From the listing below, extract each line containing the string "phrase".
-- Opening Marker --
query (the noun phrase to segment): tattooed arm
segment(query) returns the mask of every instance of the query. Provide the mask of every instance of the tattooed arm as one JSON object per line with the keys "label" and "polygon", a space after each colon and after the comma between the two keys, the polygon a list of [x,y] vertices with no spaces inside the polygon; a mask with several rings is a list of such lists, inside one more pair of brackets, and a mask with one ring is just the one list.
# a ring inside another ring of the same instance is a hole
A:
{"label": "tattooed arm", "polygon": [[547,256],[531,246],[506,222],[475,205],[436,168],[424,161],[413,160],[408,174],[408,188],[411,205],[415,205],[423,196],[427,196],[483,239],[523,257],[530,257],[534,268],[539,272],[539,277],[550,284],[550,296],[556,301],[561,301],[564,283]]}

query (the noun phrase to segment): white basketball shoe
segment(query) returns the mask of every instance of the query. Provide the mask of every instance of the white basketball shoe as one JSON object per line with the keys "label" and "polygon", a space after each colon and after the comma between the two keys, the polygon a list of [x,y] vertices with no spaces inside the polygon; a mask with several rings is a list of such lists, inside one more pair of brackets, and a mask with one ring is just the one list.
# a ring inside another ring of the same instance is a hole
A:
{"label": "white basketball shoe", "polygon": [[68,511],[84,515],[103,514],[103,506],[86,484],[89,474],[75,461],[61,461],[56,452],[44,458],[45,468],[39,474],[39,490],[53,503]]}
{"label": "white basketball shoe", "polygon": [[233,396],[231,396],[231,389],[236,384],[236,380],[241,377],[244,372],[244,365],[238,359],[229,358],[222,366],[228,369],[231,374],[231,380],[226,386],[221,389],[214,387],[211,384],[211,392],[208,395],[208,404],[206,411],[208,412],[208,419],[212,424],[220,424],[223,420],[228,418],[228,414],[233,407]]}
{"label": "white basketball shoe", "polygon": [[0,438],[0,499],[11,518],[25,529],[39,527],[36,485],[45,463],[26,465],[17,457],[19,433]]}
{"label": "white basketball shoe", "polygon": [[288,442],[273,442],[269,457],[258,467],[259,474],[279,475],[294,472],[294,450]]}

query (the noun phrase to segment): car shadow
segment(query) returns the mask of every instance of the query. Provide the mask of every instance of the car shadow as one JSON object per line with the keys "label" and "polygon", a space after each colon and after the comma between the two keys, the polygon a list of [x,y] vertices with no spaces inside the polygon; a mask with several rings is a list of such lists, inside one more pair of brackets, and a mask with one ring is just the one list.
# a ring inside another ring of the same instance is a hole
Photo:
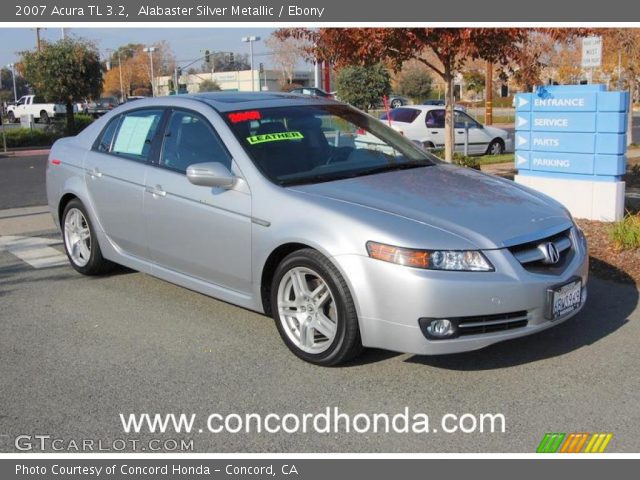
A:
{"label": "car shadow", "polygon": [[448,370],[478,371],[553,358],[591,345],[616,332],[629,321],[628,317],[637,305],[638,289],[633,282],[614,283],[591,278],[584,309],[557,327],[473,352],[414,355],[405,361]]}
-- Closing Marker --
▶ [TASK RESULT]
query (the noun phrase to segment): tattooed arm
query (the noun phrase to segment): white basketball shoe
query (the noun phrase to segment): car shadow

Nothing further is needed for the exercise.